EXTRACT TO READ:
2. Ascertaining the differences between the prior art and the claims at issue.
3. Resolving the level of ordinary skill in the pertinent art.
4. Considering objective evidence present in the application indicating obviousness or nonobviousness.
Regarding inquiry 4, see Suggestions.
Claims 1,2,5,6 and 7 is/are rejected under 35 U.S.C. 103 as being unpatentable over IDS cited Rhoads et al. (US Patent App. Pub. No.: US 2014/0080428 A1) in view of Oramas et al. (MULTI-LABEL MUSIC GENRE CLASSIFICATION FROM AUDIO, TEXT, AND IMAGES USING DEEP FEATURES) further in view of Xue et al. (Deep Texture Manifold for Ground Terrain Recognition). Claim 6 is rejected twice.

GIVEN INFORMATION:
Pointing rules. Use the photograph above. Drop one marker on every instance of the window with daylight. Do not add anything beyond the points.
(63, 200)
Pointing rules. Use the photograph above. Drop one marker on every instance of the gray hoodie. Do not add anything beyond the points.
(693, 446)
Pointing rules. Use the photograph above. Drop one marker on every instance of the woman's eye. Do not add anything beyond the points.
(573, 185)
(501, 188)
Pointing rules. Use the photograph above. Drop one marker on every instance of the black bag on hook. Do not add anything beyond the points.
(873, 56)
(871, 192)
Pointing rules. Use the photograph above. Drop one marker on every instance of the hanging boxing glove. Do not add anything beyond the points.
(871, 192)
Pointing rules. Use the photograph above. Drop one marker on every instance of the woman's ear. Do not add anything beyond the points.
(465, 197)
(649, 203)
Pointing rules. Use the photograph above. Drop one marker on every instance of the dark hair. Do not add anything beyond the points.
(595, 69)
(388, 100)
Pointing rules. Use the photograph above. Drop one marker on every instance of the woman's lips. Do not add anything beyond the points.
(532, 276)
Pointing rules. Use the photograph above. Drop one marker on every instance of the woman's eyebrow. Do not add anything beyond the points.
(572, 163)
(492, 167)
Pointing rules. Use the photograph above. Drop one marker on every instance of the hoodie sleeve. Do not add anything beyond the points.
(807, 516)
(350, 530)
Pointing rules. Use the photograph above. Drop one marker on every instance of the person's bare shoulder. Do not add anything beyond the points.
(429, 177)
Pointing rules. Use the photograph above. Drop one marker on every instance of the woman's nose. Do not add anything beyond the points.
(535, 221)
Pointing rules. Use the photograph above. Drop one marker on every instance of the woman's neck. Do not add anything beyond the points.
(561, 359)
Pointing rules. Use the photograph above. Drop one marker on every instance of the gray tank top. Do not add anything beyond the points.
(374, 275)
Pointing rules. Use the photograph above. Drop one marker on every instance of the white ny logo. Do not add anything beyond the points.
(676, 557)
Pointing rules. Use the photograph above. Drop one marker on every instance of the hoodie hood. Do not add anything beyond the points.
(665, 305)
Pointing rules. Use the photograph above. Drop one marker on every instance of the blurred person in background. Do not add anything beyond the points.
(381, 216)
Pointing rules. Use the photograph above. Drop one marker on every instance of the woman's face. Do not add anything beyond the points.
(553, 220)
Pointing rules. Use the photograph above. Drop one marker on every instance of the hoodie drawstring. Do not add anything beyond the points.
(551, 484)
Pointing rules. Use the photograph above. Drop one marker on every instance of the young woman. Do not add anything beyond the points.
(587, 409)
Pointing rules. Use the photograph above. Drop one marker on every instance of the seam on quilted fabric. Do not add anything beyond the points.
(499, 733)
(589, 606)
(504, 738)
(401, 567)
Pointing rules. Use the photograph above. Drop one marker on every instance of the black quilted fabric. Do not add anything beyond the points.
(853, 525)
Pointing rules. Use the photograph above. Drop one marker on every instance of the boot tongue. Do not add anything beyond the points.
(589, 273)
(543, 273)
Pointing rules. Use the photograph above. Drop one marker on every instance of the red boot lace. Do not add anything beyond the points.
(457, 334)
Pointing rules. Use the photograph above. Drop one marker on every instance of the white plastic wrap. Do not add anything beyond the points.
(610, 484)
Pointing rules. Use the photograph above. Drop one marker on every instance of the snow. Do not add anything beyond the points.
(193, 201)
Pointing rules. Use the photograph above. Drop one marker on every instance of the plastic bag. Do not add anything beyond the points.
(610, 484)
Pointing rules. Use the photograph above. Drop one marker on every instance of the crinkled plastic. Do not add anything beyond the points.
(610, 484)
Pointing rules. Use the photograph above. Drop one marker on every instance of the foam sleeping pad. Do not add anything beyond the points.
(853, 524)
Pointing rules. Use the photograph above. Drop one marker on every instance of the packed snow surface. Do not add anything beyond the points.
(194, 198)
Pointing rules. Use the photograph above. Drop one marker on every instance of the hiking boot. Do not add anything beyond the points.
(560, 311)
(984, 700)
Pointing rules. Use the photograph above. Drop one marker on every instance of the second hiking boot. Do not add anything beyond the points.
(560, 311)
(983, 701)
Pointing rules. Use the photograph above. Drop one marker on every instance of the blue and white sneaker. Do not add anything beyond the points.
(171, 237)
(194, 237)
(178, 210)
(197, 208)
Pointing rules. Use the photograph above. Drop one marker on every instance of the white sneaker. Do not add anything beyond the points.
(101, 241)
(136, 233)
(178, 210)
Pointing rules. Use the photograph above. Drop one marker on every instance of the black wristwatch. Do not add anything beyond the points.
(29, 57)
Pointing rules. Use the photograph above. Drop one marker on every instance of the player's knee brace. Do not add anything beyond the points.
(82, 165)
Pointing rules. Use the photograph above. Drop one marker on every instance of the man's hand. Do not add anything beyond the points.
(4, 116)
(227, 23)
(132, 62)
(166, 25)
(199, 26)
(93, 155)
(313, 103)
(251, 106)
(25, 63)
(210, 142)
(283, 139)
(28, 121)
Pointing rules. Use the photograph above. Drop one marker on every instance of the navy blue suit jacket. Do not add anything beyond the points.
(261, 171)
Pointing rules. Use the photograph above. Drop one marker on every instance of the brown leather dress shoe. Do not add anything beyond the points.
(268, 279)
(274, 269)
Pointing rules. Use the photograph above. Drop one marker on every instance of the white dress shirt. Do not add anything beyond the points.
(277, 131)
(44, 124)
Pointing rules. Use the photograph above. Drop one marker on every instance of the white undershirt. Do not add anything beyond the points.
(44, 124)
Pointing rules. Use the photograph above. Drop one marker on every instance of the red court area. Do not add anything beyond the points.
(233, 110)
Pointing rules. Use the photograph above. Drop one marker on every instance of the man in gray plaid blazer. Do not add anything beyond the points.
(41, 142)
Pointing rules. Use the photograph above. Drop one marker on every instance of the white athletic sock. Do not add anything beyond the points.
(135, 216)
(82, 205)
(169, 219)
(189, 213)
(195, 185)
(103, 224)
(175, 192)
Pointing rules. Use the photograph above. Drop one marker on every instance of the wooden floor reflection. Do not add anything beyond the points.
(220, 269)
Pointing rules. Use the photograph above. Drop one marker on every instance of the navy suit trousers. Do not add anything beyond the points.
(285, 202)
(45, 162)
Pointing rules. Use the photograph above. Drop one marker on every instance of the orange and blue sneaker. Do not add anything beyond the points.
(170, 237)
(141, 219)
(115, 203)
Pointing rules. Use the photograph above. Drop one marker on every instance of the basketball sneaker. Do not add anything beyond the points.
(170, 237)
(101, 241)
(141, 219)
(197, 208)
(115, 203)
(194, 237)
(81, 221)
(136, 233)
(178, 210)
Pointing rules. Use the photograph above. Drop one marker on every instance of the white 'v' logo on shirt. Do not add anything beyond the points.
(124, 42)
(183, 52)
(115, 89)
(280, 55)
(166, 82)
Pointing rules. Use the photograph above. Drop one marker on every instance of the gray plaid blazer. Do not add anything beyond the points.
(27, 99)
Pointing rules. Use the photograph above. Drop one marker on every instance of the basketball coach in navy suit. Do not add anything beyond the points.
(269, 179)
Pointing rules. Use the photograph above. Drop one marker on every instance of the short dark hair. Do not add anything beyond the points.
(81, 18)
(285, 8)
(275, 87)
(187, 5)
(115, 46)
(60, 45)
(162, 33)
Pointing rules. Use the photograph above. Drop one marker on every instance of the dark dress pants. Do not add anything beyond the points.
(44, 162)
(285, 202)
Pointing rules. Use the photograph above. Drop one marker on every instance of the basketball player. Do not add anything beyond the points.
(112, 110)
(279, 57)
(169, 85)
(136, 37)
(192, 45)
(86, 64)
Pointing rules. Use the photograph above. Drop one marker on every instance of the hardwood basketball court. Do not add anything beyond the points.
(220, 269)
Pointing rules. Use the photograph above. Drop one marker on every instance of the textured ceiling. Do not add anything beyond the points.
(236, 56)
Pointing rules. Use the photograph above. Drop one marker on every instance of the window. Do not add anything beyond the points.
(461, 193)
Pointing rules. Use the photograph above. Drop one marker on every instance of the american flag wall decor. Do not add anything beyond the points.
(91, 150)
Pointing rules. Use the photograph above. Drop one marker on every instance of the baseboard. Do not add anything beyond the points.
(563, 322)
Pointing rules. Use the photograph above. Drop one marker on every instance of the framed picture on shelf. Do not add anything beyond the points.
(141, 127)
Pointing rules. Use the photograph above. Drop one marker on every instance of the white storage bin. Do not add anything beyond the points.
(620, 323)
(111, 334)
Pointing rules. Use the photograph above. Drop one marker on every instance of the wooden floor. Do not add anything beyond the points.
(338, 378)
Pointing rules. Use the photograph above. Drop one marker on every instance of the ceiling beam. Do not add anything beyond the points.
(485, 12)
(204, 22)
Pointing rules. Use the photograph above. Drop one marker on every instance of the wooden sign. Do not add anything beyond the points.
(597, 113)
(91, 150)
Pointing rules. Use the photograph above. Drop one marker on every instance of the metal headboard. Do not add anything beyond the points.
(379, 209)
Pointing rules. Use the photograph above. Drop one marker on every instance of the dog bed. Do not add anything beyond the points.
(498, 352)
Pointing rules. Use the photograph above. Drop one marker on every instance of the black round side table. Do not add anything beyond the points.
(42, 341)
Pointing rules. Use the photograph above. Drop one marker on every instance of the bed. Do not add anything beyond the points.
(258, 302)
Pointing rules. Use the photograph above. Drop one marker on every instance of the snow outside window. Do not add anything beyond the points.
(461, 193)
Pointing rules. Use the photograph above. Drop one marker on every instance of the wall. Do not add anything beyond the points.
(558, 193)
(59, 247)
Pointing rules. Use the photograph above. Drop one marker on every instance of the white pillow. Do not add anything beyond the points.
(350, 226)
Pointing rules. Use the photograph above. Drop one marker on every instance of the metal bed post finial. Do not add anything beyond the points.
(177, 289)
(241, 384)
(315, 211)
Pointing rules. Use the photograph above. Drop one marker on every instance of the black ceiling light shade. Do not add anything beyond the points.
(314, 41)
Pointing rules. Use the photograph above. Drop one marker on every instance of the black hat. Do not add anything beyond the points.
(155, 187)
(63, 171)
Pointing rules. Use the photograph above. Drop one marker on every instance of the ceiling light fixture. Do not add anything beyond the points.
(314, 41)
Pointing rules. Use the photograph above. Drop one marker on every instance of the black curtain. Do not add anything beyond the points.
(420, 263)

WORK INSTRUCTIONS:
From the patent examination text above, copy out the passage from "2. Ascertaining the" to "obviousness or nonobviousness." word for word.

SOLUTION:
2. Ascertaining the differences between the prior art and the claims at issue.
3. Resolving the level of ordinary skill in the pertinent art.
4. Considering objective evidence present in the application indicating obviousness or nonobviousness.